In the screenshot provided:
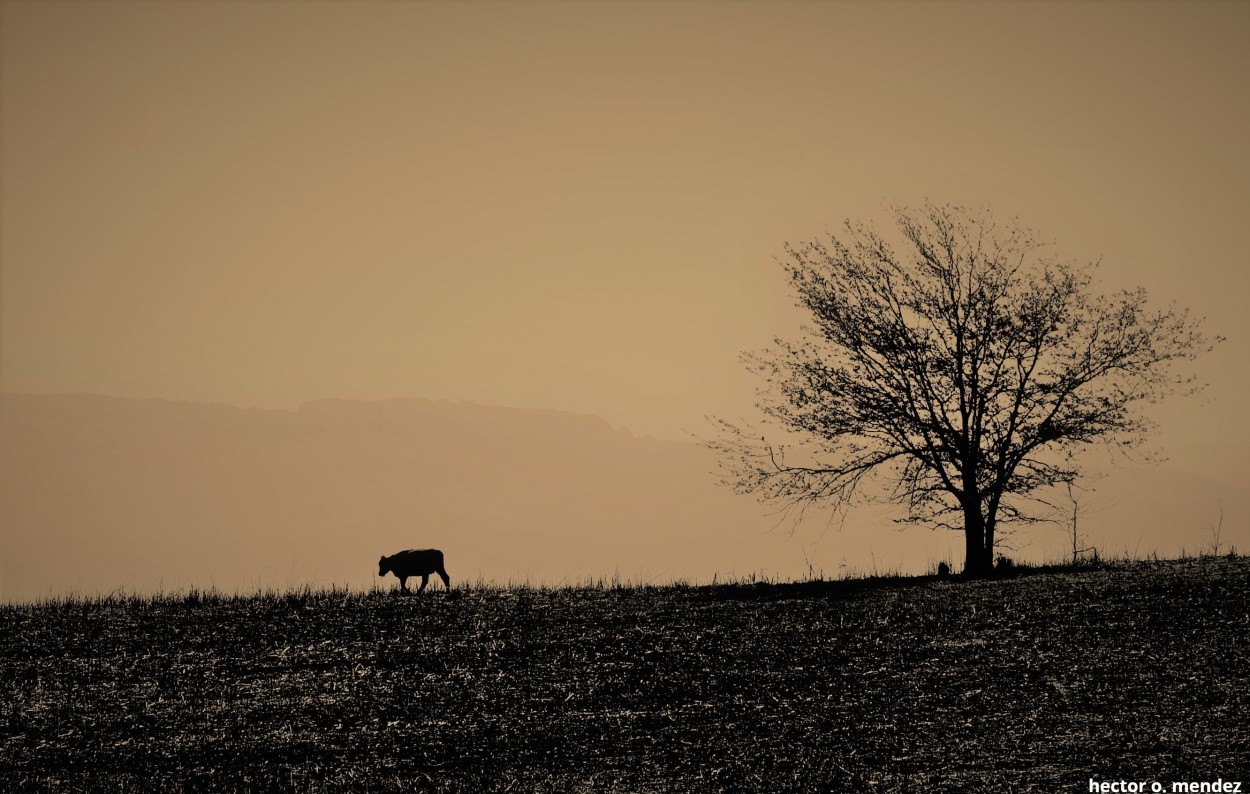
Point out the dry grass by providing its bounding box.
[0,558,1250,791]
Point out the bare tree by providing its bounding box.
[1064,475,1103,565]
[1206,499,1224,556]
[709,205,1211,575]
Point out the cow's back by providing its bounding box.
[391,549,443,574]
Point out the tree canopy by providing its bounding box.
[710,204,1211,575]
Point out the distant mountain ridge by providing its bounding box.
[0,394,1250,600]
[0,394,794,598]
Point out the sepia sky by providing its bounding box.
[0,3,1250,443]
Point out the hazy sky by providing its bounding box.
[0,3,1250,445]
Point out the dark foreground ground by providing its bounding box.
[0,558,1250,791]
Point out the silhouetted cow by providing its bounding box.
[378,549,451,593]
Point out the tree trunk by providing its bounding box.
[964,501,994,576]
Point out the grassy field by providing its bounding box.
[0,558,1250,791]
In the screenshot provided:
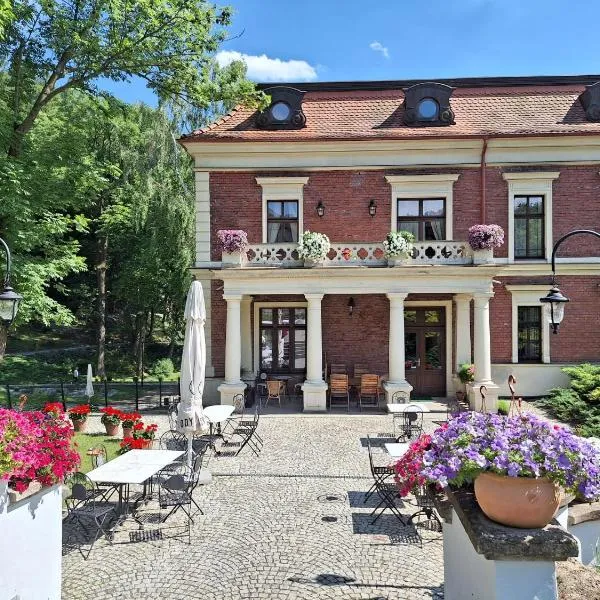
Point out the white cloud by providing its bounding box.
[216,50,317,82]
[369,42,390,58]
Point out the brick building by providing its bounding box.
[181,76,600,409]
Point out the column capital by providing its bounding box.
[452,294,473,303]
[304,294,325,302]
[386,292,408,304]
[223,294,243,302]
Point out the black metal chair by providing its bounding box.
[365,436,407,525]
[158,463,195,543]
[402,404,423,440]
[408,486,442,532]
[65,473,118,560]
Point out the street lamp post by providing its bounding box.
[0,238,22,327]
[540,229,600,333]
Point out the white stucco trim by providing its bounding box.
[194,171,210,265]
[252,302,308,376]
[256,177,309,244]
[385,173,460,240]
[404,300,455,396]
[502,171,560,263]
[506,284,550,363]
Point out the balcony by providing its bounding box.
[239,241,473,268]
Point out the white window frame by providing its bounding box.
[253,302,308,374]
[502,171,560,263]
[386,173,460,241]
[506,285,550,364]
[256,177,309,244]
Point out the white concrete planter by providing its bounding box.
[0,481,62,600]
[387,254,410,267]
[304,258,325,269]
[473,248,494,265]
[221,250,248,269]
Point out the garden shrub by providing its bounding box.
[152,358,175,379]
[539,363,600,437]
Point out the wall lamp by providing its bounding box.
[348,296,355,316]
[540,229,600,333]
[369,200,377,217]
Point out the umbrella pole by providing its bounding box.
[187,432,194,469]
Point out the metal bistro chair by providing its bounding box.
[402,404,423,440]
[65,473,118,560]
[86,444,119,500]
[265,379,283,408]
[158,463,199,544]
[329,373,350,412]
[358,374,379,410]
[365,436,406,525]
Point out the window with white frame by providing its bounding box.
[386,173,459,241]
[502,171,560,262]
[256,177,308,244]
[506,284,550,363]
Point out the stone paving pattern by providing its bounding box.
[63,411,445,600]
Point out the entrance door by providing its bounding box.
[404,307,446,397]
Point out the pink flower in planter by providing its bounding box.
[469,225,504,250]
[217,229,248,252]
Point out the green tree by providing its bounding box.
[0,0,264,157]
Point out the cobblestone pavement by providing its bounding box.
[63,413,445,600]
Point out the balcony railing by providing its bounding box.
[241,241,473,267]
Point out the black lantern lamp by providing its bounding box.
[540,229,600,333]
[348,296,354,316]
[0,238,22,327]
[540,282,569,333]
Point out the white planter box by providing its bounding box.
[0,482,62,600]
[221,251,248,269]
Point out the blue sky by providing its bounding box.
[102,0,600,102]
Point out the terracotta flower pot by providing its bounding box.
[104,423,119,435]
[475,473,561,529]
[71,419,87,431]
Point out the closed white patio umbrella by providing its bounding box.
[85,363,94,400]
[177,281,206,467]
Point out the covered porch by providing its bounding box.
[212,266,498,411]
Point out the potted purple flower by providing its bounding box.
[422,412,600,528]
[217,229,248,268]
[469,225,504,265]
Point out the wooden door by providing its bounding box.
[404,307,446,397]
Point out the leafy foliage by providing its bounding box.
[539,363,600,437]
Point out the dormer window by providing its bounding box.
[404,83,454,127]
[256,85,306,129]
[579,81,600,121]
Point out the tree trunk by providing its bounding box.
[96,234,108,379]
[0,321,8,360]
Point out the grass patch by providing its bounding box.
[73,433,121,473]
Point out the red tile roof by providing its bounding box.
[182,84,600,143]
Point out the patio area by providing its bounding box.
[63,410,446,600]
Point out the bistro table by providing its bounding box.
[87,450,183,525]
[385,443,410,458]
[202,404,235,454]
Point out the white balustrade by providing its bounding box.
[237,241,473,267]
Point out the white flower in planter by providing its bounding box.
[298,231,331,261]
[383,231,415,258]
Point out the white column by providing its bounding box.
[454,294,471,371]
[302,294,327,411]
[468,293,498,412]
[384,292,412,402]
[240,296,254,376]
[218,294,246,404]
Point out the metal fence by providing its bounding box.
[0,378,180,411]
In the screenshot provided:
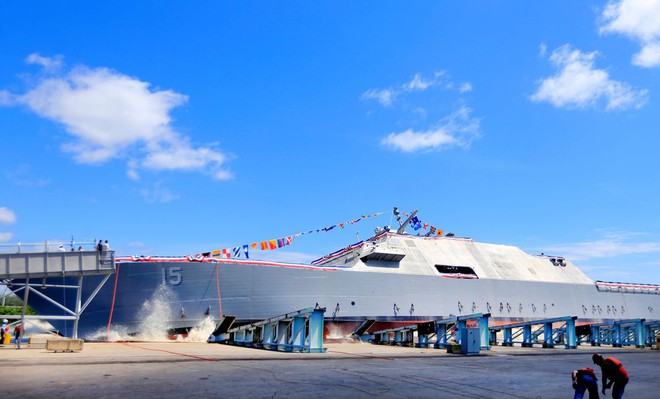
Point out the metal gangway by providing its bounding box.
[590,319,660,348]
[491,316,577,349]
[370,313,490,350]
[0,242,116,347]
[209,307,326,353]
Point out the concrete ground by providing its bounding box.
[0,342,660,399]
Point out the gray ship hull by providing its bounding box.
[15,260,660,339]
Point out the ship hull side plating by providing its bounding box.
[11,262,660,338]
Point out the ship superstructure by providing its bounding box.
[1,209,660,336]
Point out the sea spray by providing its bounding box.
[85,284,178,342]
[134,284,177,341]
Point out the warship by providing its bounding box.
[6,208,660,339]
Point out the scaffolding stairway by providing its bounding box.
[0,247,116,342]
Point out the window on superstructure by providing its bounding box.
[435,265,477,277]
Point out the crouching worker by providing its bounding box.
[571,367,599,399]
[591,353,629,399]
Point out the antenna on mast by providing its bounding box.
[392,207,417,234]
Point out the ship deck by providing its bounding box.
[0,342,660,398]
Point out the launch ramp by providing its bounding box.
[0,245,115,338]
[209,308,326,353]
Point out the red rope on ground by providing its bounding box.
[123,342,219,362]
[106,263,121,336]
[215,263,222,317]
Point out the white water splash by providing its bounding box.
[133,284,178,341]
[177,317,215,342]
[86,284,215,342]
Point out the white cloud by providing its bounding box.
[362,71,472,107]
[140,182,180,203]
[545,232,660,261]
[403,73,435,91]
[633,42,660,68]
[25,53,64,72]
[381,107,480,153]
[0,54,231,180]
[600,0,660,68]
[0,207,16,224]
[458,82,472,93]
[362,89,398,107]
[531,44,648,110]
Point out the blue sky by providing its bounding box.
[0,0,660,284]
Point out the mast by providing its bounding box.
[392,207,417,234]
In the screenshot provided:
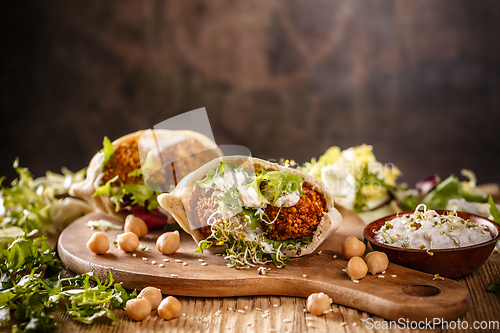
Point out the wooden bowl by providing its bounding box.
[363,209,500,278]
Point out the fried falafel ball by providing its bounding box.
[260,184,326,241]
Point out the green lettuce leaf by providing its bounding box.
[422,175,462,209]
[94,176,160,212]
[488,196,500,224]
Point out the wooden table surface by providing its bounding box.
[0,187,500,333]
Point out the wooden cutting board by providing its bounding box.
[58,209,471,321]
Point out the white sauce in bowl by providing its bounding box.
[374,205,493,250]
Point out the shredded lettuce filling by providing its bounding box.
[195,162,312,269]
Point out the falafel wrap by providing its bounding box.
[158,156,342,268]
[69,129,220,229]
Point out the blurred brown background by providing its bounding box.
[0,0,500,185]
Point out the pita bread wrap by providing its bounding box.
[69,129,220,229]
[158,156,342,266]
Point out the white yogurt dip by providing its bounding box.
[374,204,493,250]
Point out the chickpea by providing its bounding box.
_ _ _ _
§ **Work to do**
Can you rewrite all of these lines with "bounding box" renamed to "enclosing box", changing nothing else and leaving the pictures out?

§ **Output**
In the screenshot provided:
Point out the dry grass by providing its enclosing box.
[0,558,1250,791]
Point out the bare tree by providing its enclosing box.
[1064,475,1103,565]
[1206,499,1224,556]
[709,205,1211,575]
Point out the cow's back by providing its enclosing box.
[391,549,443,574]
Point out the tree canopy by providing its enclosing box.
[710,204,1211,575]
Point out the distant mountain ridge by providing its enclosing box.
[0,394,1250,600]
[0,394,794,598]
Point out the sepia sky by providing its enclosing box.
[0,3,1250,443]
Point out the hazy sky by providing its enclosing box.
[0,3,1250,445]
Point out the dark foreground ground by providing its enclosing box.
[0,558,1250,791]
Point out the silhouetted cow by providing its enclosing box.
[378,549,451,593]
Point out the tree trunk by providing its enclosing box.
[964,501,994,576]
Point out the grassy field by providing its enclosing box.
[0,558,1250,791]
In the screenshot provided:
Point out the white cloud by providing its enclosing box.
[216,50,317,82]
[369,42,390,58]
Point out the brick building by providing its enclosing box.
[181,76,600,409]
Point out the column capital by providing its enclosing box.
[452,294,473,303]
[304,294,325,302]
[386,292,408,304]
[223,294,243,302]
Point out the black metal chair by providing its enclosing box.
[365,436,407,525]
[158,463,195,543]
[402,404,423,440]
[408,486,442,532]
[65,473,118,560]
Point out the street lamp post by providing its enclosing box.
[0,238,22,327]
[540,229,600,333]
Point out the white stucco trim by providing its enclosing box.
[194,171,210,265]
[252,302,308,376]
[256,177,309,244]
[385,173,460,240]
[404,300,455,396]
[502,171,560,263]
[506,284,550,363]
Point out the balcony by providing its enclosing box.
[239,241,473,268]
Point out the white window frame by providing its enclosing box.
[253,302,308,374]
[502,171,560,263]
[386,173,460,241]
[506,285,550,364]
[256,177,309,244]
Point out the white concrete planter by providing its enclosing box.
[0,481,62,600]
[387,254,410,267]
[304,258,325,269]
[473,248,494,265]
[221,250,248,269]
Point out the garden shrub by providing its enclosing box.
[152,358,175,379]
[539,363,600,437]
Point out the wall lamp by providing its enclosing box.
[348,296,355,316]
[540,229,600,333]
[369,200,377,217]
Point out the umbrella pole by providing its enclosing box.
[187,432,194,469]
Point out the metal bistro chair by providing its enclosing box.
[402,404,423,440]
[65,473,118,560]
[86,444,119,500]
[265,379,283,408]
[158,463,199,544]
[329,373,350,412]
[358,374,379,410]
[365,436,406,525]
Point out the window with white frame by providing its enclosing box.
[386,173,459,241]
[502,171,560,262]
[256,177,308,244]
[506,284,550,363]
Point out the stone paving pattern by providing its enclosing box.
[63,411,445,600]
Point out the entrance door by providing its enclosing box.
[404,307,446,397]
Point out the pink flower in planter by providing its enclosing box.
[469,225,504,250]
[217,229,248,252]
Point out the green tree by providing its enclosing box.
[0,0,264,157]
Point out the cobblestone pavement by providing its enclosing box.
[63,413,445,600]
Point out the balcony railing by providing its enclosing box.
[241,241,473,267]
Point out the black lantern lamp by providing its enclosing box.
[540,229,600,333]
[348,296,354,316]
[0,238,22,327]
[540,282,569,333]
Point out the white planter box by providing its enclosing box.
[0,482,62,600]
[221,251,248,269]
Point out the blue sky by providing its enclosing box.
[102,0,600,102]
Point out the terracotta flower pot by providing its enclosing box.
[104,423,119,435]
[475,473,561,529]
[71,419,87,431]
Point out the closed white patio umbrella by providing its enclosing box.
[85,363,94,400]
[177,281,206,467]
Point out the covered porch by providing its enclosing box.
[212,266,498,411]
Point out the potted purple flower by providing its enclosing box.
[422,412,600,528]
[217,229,248,268]
[469,225,504,265]
Point out the wooden door by providing its enclosing box.
[404,307,446,397]
Point out the leafy foliage by providing its enclosing box.
[539,363,600,437]
Point out the dormer window by providing its enclosing box.
[404,83,454,127]
[256,85,306,129]
[579,81,600,121]
Point out the tree trunk by providing its enclosing box.
[96,234,108,379]
[0,321,8,360]
Point out the grass patch by providing its enclosing box.
[73,433,121,473]
Point out the red tile roof by providing its enclosing box.
[182,84,600,143]
Point out the patio area by providing its enclosing box.
[63,410,446,600]
Point out the bistro table by providing its enclosing box.
[87,450,183,525]
[385,443,410,458]
[202,404,235,454]
Point out the white balustrade by providing its enclosing box.
[237,241,473,267]
Point out the white flower in planter by providing its enclosing box.
[298,231,331,261]
[383,231,415,258]
Point out the white column by providing its enclosing box.
[454,294,471,371]
[302,294,327,411]
[468,293,498,412]
[384,292,412,402]
[240,296,254,376]
[218,294,246,404]
Point out the metal fence by providing its enclosing box.
[0,378,180,411]
In the screenshot provided:
Point out the metal gangway by providing its enclosing box.
[590,319,660,348]
[491,316,577,349]
[370,313,490,350]
[0,242,116,347]
[209,307,326,353]
Point out the concrete ground by providing its enclosing box.
[0,342,660,399]
Point out the gray ship hull by providing its enclosing box.
[15,260,660,339]
Point out the ship hull side plating by providing its enclosing box.
[11,262,660,338]
Point out the ship superstructure by providing its enclosing box.
[1,209,660,336]
Point out the sea spray by providing its enclosing box.
[85,284,178,342]
[134,284,177,341]
Point out the warship by providing its enclosing box.
[6,208,660,339]
Point out the scaffolding stairway by providing its enclosing box.
[0,247,116,342]
Point out the window on superstructure by providing its enclosing box.
[435,265,477,277]
Point out the crouching worker by providing its enclosing box.
[571,367,599,399]
[591,353,629,399]
Point out the antenna on mast by providing its enclosing box.
[392,207,417,234]
Point out the ship deck by providing its enclosing box.
[0,342,660,398]
Point out the launch ramp by providing its enclosing box.
[0,245,115,338]
[209,308,326,353]
Point out the red rope on ground by providing its enclosing box.
[123,342,219,362]
[106,263,121,336]
[215,263,222,317]
Point out the white water splash by providing its enclosing box.
[133,284,178,341]
[177,317,215,342]
[86,284,215,342]
Point out the white cloud by providing its enclosing box.
[362,71,472,107]
[140,182,180,203]
[545,232,660,261]
[403,73,435,91]
[633,42,660,68]
[25,53,64,72]
[381,107,480,153]
[0,54,231,180]
[600,0,660,68]
[0,207,16,224]
[458,82,472,93]
[362,89,398,107]
[531,44,648,110]
Point out the blue sky by providing its enclosing box.
[0,0,660,284]
Point out the mast by providing its enclosing box.
[392,207,417,234]
In the screenshot provided:
Point out the wooden bowl by providing its enclosing box.
[363,209,500,278]
Point out the fried falafel ball by providing its enclosing box.
[260,184,326,241]
Point out the green lettuce leaf by providing its enclosing box.
[422,175,462,209]
[94,176,160,212]
[488,196,500,224]
Point out the wooden table surface by providing its enclosing box.
[0,187,500,333]
Point out the wooden cutting board by providing its enclosing box.
[58,209,471,321]
Point out the white sauce in bowl by providing its enclosing box.
[374,205,493,250]
Point out the shredded lettuce filling by providing its enclosing box.
[195,162,312,269]
Point out the falafel wrap by providing its enclosing box.
[158,156,342,268]
[69,129,220,229]
Point out the blurred brown background by providing its enclosing box.
[0,0,500,185]
Point out the pita bread wrap by providing its enclosing box.
[69,129,220,229]
[158,156,342,266]
Point out the white yogurt dip by providing its enclosing box.
[374,204,493,250]
Point out the chickpea by providing its enclosing box.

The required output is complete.